Location annotation dataset excerpts:
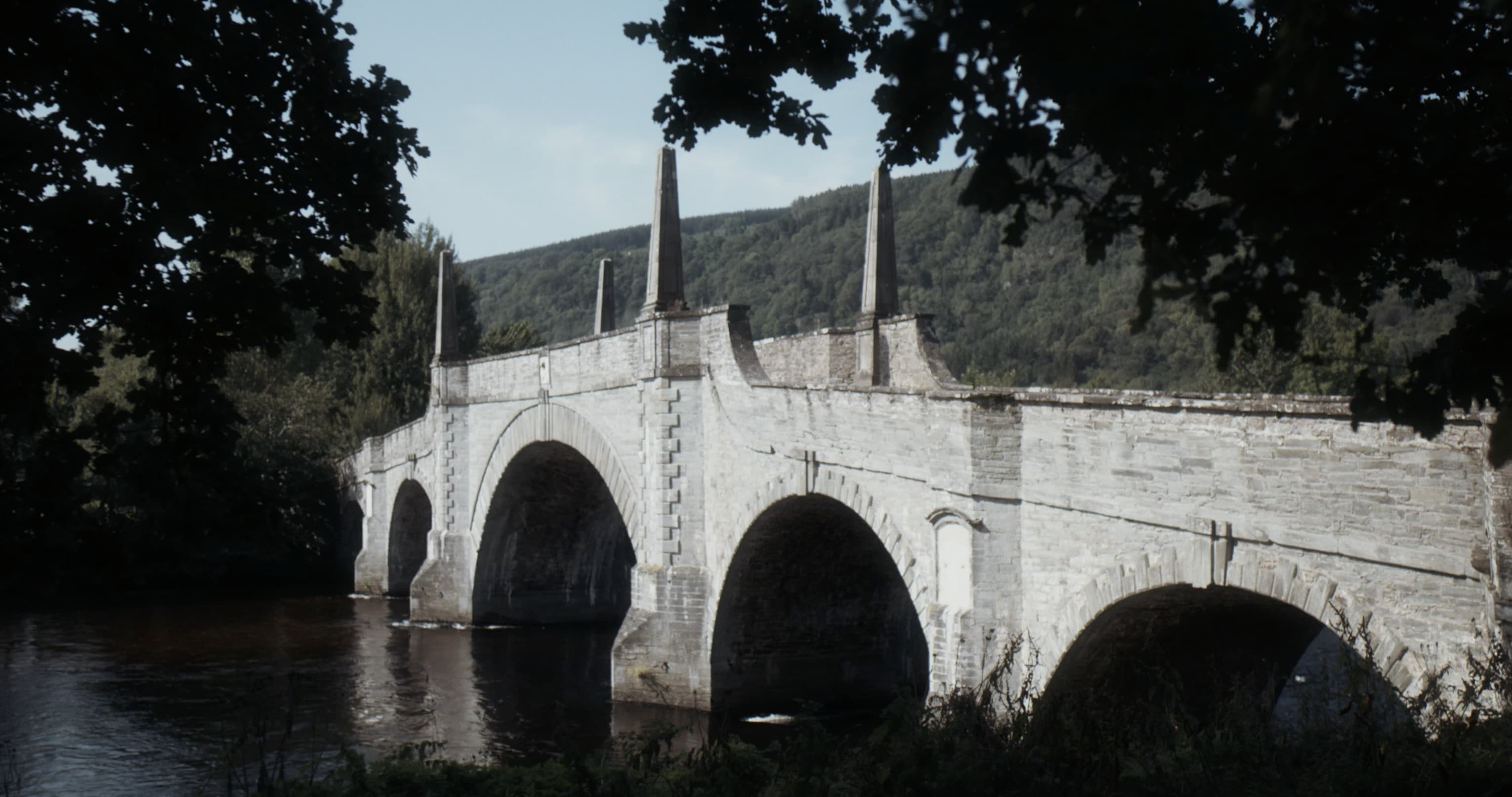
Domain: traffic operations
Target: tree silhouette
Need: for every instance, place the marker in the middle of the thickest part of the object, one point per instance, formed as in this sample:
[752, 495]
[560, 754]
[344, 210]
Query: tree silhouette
[177, 173]
[1266, 153]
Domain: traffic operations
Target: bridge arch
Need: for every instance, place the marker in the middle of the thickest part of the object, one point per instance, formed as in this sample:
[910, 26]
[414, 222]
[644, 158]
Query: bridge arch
[1245, 620]
[557, 424]
[410, 525]
[554, 542]
[818, 602]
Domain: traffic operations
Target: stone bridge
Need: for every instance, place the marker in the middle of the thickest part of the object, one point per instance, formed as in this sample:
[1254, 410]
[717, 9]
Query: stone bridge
[832, 516]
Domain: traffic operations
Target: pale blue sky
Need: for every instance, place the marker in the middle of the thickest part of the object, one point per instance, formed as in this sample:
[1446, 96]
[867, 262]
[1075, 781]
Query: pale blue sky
[539, 119]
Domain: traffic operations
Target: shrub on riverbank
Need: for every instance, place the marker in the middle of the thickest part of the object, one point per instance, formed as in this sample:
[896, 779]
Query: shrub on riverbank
[997, 740]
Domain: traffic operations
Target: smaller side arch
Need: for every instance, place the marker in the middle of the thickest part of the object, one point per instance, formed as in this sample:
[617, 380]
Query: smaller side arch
[1190, 565]
[409, 534]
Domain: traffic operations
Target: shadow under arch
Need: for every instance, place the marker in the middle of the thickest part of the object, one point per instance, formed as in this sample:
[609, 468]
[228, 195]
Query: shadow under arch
[1206, 652]
[554, 546]
[348, 543]
[814, 610]
[409, 529]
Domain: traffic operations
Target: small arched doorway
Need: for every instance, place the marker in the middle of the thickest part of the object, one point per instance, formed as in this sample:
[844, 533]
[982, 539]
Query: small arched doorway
[409, 529]
[814, 612]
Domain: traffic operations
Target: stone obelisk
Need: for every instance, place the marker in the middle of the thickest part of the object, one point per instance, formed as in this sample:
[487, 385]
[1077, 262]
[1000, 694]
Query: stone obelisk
[445, 309]
[604, 313]
[664, 268]
[879, 292]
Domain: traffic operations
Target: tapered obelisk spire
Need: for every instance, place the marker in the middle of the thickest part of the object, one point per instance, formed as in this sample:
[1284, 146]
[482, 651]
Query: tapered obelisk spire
[879, 294]
[664, 268]
[604, 313]
[445, 309]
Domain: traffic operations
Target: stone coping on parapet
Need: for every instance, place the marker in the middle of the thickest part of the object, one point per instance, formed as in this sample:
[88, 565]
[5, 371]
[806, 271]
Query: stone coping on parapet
[1180, 400]
[1150, 400]
[588, 338]
[391, 433]
[846, 330]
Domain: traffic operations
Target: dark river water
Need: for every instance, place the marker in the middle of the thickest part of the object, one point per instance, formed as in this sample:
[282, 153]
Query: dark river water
[174, 698]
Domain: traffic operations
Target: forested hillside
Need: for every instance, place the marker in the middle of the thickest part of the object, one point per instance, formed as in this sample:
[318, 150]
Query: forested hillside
[1033, 315]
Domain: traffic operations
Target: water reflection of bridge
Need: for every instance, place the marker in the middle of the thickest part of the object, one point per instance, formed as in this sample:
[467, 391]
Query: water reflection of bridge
[832, 516]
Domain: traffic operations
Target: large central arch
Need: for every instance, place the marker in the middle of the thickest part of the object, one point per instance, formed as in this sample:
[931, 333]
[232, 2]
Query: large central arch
[554, 546]
[814, 612]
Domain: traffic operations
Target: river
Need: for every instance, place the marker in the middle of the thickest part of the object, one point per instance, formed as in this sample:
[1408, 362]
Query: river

• _Objective_: Nothing in the entries above should change when they are printed again, except that the pictures are dropped.

• _Completed exercise_:
Domain: traffic operations
Target: tree silhouette
Need: for every instance, place the marker in the middle of the thickest part of the object, one point per instance, formed as in this sample:
[752, 495]
[560, 754]
[344, 210]
Query: tree silhouette
[177, 173]
[1266, 153]
Domain: traffic operations
Target: bridge arch
Need: for every instance, place the marker in the middle of the thickest part of the object, one point per instance, formed as in this sample:
[910, 26]
[414, 222]
[644, 158]
Query: bridge arch
[1245, 620]
[557, 424]
[410, 525]
[554, 542]
[818, 602]
Domain: traffic operations
Target: stone bridge
Need: for every instance, place the marker in the middle of the thickest part of the object, one point per instance, formed as in this sample:
[1254, 410]
[717, 9]
Query: stone bridge
[832, 516]
Domain: traffic operations
Target: pale blue sky
Need: for every instance, place the marker in the middle of the thickest part of the object, one point per instance, formed as in this sample:
[1446, 96]
[867, 262]
[1075, 781]
Query: pale blue sky
[539, 119]
Domain: traffic operations
Target: shrub on riverbank
Need: for every instance, place the marker in the middle of the thickest part of the object, one point per instance, formed as in this sample:
[896, 779]
Query: shrub on riverbank
[997, 740]
Domain: traffic operations
Target: smaller side arch
Need: for every instance, place the marker in the middle of the thickest part of the object, one point per instance, formed as in this sample:
[617, 380]
Query: smaller side arch
[1190, 565]
[409, 534]
Domain: traffic operations
Target: shadow under arch
Need: for every instance, place the marker in the middle of the thickest part of the object, one point per instance, formed as in this sample:
[609, 468]
[228, 195]
Query: shadow under arch
[1206, 652]
[554, 546]
[348, 543]
[814, 610]
[409, 529]
Domain: traffic operations
Target: small arched doorway
Need: for every instance, place the marker in the middle of the thickest part of the object, one point per instance, formed as in this sample:
[844, 533]
[982, 539]
Query: small arched doorway
[409, 529]
[814, 612]
Domain: traffic operations
Target: stone obelisk
Need: for every instance, place the marker in the middle of the thickest part of the object, one point per instance, formed as in this sample:
[487, 385]
[1077, 262]
[1000, 694]
Query: stone obelisk
[445, 309]
[604, 313]
[664, 268]
[879, 292]
Domain: traffic operations
Target: tapered obelisk spire
Need: for every instance, place the marker in the middle of the thickest part of the object, one point per instance, formed as in this sample:
[1284, 146]
[482, 651]
Query: tapered obelisk spire
[879, 294]
[664, 268]
[604, 313]
[445, 309]
Domain: traffic operations
Target: stone coping on parapet
Need: for every instance, place the marker in the middle of the thickest part of the object, one point per instance, formed as in this sample:
[88, 565]
[5, 371]
[806, 271]
Query: stone coping on parapet
[1180, 400]
[1150, 400]
[588, 338]
[391, 433]
[846, 330]
Domain: traffic operations
Target: dark river water
Need: for every instance, place the marker in the middle of the thickest part of the object, one point per instance, formed as in this sample:
[282, 153]
Query: dark river water
[174, 698]
Domain: traffic operations
Target: forested hillside
Need: for every instance, place the marker in the middle of the thickest part of the object, one point per instance, formed as in this sample:
[318, 150]
Query: forested hillside
[1033, 315]
Domain: traffic operations
Target: water reflection of bridge
Need: for every instance, place the marker in the middle of the thickest part of the object, one point per instance, formed as in this sample:
[467, 391]
Query: water reflection of bridge
[832, 516]
Domain: traffic operations
Target: large central arch
Need: for every instance, place the marker in the middle of the thickest part of the object, one point per instance, formed as in this sample:
[931, 333]
[232, 2]
Query: large central arch
[554, 546]
[814, 612]
Domain: traffic operations
Target: river
Need: for every instance, place the marker in the middle of the thickest part of the object, one point per instance, formed as in this sample:
[1408, 362]
Query: river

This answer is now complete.